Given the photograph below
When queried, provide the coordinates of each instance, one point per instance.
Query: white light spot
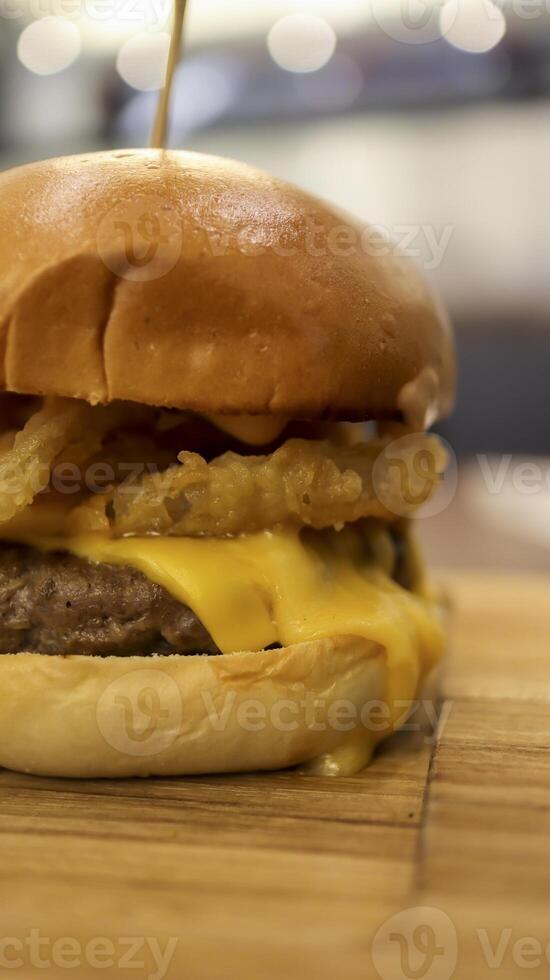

§ §

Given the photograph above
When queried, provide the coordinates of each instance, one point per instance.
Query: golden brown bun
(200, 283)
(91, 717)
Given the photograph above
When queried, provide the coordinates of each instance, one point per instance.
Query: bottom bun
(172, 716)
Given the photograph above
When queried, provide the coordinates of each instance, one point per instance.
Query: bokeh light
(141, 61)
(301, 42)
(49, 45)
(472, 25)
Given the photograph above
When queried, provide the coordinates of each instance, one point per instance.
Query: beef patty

§ §

- What needs to be done: From the records above, extract exactly and only the lines that begin at the line with "Given the photograph below" and stop after the line with "Query: white light spot".

- Result of the task:
Given the photograph below
When queried, provide the coordinates of each instance, one point per instance.
Query: white light spot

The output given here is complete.